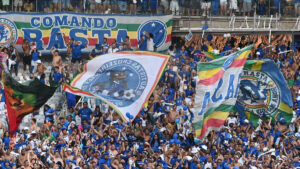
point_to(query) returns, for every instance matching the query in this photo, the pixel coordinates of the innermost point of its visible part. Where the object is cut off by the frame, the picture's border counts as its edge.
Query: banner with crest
(48, 29)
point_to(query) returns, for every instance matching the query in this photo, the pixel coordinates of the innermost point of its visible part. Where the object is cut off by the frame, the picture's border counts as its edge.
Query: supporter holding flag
(13, 60)
(35, 56)
(143, 43)
(150, 42)
(85, 112)
(98, 50)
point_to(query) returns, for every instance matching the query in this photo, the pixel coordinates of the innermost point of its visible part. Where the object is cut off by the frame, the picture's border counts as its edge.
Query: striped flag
(212, 56)
(217, 90)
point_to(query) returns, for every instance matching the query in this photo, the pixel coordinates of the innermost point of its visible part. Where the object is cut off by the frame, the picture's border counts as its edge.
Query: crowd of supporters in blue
(91, 135)
(175, 7)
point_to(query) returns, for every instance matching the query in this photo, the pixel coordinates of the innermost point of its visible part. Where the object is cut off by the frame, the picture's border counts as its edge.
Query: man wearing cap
(56, 59)
(85, 112)
(76, 53)
(35, 56)
(98, 50)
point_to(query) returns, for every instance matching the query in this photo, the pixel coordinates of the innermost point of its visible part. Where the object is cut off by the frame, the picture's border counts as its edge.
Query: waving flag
(23, 99)
(124, 80)
(264, 92)
(212, 56)
(217, 90)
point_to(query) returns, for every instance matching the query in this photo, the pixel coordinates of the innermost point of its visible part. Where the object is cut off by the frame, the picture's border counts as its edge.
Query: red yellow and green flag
(23, 99)
(217, 90)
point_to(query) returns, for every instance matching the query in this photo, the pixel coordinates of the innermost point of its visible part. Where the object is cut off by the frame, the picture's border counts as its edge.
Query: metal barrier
(234, 24)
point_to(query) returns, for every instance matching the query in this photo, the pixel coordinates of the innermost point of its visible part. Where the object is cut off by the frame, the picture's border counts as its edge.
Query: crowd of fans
(91, 135)
(175, 7)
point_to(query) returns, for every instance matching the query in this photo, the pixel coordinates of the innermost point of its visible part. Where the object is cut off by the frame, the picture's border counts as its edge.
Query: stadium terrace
(74, 21)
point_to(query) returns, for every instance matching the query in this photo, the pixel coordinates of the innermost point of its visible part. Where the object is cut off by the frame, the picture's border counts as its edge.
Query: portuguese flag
(23, 99)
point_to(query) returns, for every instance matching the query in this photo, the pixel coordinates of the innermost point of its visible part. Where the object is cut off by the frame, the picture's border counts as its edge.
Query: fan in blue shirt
(85, 112)
(57, 76)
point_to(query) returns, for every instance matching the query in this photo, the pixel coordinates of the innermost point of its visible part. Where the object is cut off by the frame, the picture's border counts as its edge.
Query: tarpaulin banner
(47, 29)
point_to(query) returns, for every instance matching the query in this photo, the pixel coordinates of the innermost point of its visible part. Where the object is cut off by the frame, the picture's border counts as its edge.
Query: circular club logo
(8, 32)
(258, 93)
(157, 28)
(120, 81)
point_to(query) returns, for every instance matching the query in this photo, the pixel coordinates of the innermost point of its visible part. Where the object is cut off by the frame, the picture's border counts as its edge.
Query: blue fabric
(76, 51)
(49, 111)
(71, 100)
(143, 46)
(3, 95)
(35, 56)
(57, 76)
(85, 113)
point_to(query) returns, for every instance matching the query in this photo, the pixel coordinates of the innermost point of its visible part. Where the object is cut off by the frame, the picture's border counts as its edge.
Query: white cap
(194, 150)
(189, 158)
(204, 147)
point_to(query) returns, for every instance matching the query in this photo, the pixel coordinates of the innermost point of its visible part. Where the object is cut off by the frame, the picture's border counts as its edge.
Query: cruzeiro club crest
(8, 32)
(258, 93)
(120, 81)
(157, 28)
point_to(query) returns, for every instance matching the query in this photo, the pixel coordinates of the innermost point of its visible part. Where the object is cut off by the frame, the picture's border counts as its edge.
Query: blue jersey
(143, 46)
(35, 56)
(85, 113)
(76, 51)
(57, 76)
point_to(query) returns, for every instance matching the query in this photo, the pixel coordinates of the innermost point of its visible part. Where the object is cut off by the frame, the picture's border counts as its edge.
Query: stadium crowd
(176, 7)
(91, 135)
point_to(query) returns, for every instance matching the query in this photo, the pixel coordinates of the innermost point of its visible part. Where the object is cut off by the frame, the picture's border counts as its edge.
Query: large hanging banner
(47, 30)
(124, 80)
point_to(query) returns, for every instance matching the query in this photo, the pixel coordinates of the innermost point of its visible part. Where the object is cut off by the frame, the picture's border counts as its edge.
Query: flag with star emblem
(124, 80)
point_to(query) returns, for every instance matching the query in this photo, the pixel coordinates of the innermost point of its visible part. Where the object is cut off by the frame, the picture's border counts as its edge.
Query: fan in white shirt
(231, 119)
(150, 42)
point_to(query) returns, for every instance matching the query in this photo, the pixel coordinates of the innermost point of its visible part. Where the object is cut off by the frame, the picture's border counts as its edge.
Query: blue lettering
(98, 23)
(47, 21)
(37, 37)
(56, 39)
(122, 33)
(33, 23)
(111, 23)
(237, 86)
(86, 23)
(101, 34)
(61, 21)
(214, 97)
(230, 90)
(74, 21)
(73, 35)
(205, 103)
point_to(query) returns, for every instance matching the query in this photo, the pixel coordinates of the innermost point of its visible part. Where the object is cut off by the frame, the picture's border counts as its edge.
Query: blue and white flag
(124, 80)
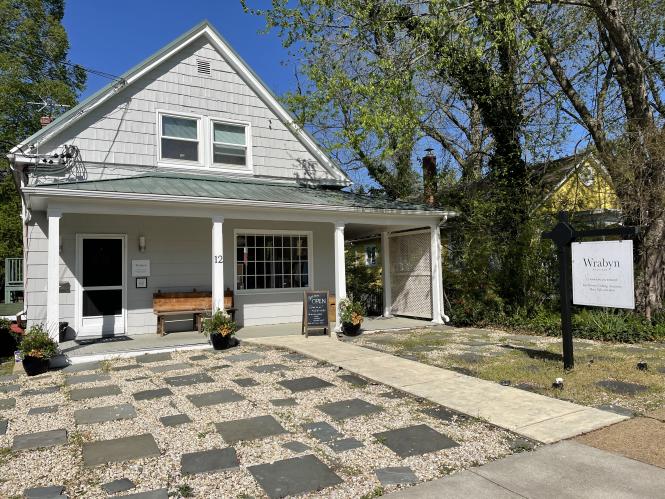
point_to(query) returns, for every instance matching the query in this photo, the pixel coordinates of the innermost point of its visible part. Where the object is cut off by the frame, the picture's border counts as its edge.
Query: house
(187, 173)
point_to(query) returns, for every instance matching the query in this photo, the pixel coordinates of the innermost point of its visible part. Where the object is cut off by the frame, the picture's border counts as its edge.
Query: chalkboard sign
(315, 311)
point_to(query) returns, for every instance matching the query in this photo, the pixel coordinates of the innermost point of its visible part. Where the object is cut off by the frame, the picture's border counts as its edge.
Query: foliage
(33, 66)
(219, 323)
(351, 312)
(37, 343)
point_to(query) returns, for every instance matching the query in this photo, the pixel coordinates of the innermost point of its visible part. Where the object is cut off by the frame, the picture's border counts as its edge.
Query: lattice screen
(410, 274)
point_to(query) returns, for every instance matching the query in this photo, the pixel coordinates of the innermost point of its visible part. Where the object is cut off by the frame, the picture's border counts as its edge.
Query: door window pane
(102, 262)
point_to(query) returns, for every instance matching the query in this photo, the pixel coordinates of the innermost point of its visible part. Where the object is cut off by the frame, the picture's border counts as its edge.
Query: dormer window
(179, 138)
(229, 145)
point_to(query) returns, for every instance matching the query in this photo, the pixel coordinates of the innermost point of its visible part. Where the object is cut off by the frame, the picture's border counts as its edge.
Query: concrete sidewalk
(529, 414)
(563, 470)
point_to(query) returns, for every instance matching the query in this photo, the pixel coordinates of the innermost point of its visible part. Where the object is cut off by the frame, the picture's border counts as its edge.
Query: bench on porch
(193, 302)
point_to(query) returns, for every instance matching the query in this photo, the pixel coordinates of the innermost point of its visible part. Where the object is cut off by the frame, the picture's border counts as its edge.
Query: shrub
(37, 343)
(219, 323)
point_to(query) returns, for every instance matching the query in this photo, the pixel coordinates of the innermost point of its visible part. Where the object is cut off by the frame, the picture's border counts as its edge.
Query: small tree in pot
(220, 328)
(37, 349)
(352, 316)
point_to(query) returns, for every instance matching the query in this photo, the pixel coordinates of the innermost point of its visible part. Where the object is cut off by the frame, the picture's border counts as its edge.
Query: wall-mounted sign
(603, 274)
(140, 268)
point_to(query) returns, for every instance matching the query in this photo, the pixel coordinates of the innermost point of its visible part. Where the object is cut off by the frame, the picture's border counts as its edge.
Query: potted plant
(38, 349)
(220, 328)
(351, 315)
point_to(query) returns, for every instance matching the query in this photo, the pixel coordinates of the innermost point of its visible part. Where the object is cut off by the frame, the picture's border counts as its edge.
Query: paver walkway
(563, 470)
(529, 414)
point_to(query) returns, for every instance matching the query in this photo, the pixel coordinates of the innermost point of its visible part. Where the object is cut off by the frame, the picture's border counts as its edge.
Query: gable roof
(245, 72)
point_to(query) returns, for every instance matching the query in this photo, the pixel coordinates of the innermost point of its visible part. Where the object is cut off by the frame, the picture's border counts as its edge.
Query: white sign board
(140, 268)
(603, 274)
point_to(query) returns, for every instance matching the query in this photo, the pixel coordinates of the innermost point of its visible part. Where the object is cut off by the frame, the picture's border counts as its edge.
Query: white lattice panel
(410, 274)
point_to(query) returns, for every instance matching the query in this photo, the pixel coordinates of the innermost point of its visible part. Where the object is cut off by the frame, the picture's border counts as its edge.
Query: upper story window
(179, 138)
(229, 145)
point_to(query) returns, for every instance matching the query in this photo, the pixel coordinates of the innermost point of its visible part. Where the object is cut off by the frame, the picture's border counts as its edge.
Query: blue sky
(113, 36)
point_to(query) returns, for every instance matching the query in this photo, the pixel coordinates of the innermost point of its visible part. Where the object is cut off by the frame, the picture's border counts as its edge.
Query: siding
(179, 250)
(122, 131)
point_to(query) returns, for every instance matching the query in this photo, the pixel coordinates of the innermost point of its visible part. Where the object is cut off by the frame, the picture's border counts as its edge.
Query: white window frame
(249, 165)
(169, 162)
(310, 261)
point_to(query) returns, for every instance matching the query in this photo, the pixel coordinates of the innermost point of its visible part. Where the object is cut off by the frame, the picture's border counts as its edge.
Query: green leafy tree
(33, 67)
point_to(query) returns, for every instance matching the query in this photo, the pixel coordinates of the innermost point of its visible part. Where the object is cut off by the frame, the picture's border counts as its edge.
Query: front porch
(81, 351)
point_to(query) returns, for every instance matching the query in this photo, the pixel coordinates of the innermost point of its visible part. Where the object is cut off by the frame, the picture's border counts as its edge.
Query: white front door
(102, 286)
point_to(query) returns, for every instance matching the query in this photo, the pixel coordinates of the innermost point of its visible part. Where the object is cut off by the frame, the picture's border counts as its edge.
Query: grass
(536, 362)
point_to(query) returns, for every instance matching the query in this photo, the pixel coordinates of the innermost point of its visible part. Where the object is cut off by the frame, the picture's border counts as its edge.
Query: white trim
(310, 261)
(78, 306)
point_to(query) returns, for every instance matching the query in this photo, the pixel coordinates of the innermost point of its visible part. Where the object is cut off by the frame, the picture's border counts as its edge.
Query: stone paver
(344, 444)
(295, 446)
(531, 415)
(47, 409)
(86, 378)
(50, 492)
(294, 476)
(346, 409)
(152, 394)
(208, 460)
(304, 384)
(214, 398)
(7, 404)
(153, 357)
(120, 485)
(189, 379)
(44, 390)
(414, 440)
(119, 449)
(175, 420)
(179, 366)
(105, 413)
(246, 382)
(249, 429)
(322, 431)
(396, 475)
(287, 402)
(40, 439)
(77, 394)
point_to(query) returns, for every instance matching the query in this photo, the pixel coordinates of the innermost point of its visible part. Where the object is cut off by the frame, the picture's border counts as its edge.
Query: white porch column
(340, 272)
(385, 261)
(437, 277)
(53, 275)
(217, 263)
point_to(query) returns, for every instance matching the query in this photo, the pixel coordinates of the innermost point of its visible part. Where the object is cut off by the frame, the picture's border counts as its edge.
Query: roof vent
(203, 66)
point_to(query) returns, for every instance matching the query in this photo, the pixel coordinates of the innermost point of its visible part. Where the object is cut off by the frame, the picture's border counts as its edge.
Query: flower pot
(351, 329)
(35, 365)
(220, 342)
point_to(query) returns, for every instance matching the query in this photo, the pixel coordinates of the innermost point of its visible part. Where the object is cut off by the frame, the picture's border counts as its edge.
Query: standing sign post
(598, 273)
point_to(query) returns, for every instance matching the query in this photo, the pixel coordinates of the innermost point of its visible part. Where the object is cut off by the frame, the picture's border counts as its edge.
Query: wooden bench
(196, 303)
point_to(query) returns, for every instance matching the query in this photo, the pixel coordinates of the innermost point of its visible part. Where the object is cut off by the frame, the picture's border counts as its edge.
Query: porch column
(340, 272)
(437, 285)
(217, 263)
(385, 260)
(53, 275)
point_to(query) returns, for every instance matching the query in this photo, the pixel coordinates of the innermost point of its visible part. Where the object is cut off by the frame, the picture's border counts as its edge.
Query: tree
(33, 67)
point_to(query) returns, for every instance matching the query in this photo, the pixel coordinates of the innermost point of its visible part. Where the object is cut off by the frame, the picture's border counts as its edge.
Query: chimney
(429, 177)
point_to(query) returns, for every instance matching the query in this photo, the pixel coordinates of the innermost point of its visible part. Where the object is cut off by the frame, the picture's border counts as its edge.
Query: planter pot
(35, 365)
(220, 342)
(351, 329)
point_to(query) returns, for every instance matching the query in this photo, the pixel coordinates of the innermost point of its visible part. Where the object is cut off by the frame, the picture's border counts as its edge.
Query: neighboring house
(579, 184)
(188, 173)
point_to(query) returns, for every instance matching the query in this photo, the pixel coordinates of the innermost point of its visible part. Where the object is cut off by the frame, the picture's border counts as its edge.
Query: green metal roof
(164, 184)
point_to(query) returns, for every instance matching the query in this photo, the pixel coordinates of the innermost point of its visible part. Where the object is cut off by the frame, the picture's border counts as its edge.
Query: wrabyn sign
(603, 274)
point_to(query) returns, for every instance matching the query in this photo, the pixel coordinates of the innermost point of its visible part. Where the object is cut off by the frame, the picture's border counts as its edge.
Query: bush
(37, 343)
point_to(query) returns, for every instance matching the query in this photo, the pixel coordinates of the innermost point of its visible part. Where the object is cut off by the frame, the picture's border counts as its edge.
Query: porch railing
(13, 278)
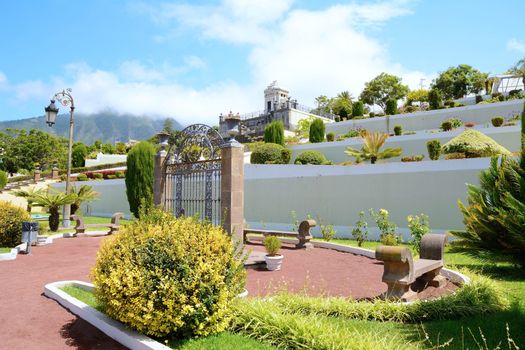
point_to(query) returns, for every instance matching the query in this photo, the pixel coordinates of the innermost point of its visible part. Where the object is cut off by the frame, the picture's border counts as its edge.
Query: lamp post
(65, 98)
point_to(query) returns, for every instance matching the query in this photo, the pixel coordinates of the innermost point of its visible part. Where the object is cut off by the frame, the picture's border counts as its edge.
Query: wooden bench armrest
(432, 246)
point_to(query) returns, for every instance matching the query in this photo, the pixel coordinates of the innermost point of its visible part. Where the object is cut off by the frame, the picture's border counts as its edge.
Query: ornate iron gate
(192, 174)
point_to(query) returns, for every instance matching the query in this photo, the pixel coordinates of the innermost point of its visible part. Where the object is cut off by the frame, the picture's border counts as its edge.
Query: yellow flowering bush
(169, 277)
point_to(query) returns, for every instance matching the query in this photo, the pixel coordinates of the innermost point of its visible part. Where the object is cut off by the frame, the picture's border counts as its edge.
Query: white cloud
(516, 45)
(97, 90)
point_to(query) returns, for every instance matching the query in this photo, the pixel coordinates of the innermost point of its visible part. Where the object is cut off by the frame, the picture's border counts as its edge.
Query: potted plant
(273, 258)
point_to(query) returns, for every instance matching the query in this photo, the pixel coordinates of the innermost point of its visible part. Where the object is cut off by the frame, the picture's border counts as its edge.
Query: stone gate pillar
(158, 182)
(232, 188)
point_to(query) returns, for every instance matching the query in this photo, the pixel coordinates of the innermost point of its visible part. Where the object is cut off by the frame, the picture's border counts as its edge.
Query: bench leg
(434, 279)
(399, 291)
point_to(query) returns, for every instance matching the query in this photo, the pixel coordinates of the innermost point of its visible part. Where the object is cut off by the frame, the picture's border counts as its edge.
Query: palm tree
(28, 195)
(53, 202)
(372, 143)
(84, 194)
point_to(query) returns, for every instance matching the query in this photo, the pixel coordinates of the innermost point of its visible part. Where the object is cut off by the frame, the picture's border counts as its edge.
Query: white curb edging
(108, 326)
(453, 276)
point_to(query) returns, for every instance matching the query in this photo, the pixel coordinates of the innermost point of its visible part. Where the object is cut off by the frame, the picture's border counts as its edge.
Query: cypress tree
(139, 176)
(317, 131)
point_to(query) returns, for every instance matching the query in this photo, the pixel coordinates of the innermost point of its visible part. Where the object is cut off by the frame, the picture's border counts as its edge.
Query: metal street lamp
(65, 98)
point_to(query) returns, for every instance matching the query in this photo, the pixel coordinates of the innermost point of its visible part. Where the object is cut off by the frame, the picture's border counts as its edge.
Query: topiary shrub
(274, 132)
(434, 149)
(78, 155)
(398, 130)
(446, 125)
(435, 98)
(311, 157)
(270, 153)
(358, 109)
(169, 277)
(82, 177)
(497, 121)
(474, 144)
(3, 179)
(317, 131)
(391, 107)
(11, 218)
(139, 176)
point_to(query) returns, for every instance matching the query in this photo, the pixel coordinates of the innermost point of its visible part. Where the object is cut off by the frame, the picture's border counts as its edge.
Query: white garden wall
(479, 114)
(336, 193)
(508, 137)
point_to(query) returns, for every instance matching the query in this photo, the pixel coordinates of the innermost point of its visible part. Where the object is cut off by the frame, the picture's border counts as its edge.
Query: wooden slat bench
(400, 271)
(114, 225)
(303, 234)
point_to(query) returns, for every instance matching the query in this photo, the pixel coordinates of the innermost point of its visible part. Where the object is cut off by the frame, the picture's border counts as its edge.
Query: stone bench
(81, 227)
(400, 271)
(303, 235)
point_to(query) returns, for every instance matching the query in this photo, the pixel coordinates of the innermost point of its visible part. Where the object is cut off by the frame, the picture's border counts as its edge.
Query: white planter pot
(41, 240)
(273, 263)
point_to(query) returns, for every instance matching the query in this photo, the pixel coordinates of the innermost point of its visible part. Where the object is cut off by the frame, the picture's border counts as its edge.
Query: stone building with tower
(278, 105)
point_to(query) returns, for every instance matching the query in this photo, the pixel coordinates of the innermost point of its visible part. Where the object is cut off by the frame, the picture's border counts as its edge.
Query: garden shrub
(434, 149)
(446, 125)
(474, 144)
(391, 107)
(497, 121)
(416, 158)
(435, 98)
(3, 179)
(139, 176)
(270, 153)
(11, 218)
(358, 109)
(274, 133)
(169, 277)
(317, 131)
(398, 130)
(311, 157)
(478, 99)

• **What you will do**
Copy out every line of the listing above that contains the string "metal". Matching is case-sensitive.

• **Correct answer**
Query: metal barrier
Query: green metal roof
Query: metal street lamp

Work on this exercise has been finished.